**EXERCISE DIRECTIONS**: Pick out all lines of the entries that include the word "standing" and copy them.

**DATA SHOWN**:
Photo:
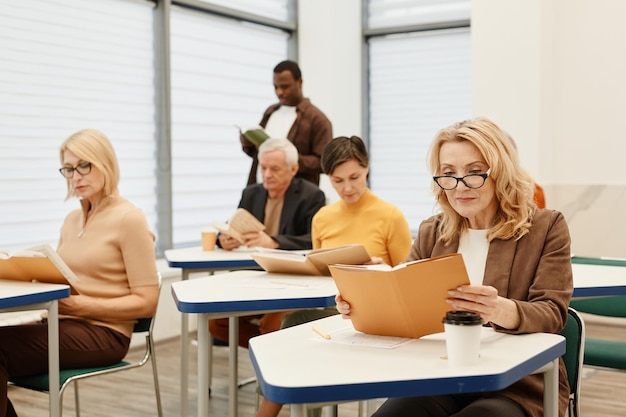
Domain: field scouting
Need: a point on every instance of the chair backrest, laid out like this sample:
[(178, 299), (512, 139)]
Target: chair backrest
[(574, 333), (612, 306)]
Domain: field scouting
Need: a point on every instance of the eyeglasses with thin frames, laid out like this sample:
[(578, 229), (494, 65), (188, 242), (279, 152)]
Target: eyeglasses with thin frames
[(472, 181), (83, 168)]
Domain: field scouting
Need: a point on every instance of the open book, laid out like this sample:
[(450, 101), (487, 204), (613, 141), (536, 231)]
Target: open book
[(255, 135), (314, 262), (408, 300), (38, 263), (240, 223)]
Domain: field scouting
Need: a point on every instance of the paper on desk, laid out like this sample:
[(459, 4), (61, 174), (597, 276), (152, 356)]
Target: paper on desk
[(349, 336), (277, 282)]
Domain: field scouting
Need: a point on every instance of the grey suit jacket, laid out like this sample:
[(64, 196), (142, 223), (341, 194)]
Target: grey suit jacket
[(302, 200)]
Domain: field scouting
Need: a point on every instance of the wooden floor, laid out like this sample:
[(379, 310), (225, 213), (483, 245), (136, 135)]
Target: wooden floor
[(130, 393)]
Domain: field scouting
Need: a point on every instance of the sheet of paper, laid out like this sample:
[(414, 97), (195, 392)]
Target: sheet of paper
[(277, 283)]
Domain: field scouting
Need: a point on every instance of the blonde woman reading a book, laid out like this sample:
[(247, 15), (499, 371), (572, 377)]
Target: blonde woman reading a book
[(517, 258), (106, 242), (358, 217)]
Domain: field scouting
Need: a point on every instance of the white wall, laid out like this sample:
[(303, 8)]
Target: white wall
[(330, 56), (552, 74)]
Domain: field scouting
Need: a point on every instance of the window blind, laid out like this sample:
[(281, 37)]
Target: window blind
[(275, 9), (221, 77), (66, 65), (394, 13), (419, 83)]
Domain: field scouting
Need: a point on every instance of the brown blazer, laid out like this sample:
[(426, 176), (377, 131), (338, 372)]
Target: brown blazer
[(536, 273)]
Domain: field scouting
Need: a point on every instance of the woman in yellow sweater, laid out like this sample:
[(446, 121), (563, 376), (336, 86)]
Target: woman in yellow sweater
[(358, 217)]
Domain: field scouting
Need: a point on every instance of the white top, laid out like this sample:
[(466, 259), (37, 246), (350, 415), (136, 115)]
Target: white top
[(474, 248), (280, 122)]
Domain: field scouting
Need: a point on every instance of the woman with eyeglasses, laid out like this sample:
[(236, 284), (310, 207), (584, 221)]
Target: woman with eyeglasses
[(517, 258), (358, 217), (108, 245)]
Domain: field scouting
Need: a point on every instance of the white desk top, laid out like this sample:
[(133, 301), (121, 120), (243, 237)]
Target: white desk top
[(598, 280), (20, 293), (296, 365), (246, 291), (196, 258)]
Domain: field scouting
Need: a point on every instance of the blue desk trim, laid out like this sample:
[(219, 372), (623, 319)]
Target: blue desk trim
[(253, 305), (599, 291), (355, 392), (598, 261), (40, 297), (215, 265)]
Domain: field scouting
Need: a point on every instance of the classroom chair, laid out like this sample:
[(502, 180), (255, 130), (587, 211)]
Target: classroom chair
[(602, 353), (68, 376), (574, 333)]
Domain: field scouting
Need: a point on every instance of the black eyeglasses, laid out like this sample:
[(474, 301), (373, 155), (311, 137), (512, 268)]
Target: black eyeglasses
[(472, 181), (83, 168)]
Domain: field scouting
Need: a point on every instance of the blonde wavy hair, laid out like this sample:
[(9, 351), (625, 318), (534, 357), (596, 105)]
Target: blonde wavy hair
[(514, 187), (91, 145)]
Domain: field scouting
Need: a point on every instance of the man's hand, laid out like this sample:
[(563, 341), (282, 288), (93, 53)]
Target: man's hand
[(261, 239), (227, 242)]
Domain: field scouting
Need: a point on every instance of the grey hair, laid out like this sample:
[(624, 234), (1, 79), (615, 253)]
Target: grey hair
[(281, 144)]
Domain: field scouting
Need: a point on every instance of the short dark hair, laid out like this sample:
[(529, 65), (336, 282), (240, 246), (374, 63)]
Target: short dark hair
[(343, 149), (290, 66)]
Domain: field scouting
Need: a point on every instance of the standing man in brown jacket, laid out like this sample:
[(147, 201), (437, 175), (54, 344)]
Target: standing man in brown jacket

**ANSWER SECTION**:
Need: a point on every instance of the standing man in brown jacket, laid out like this sample:
Target: standing man in brown jacket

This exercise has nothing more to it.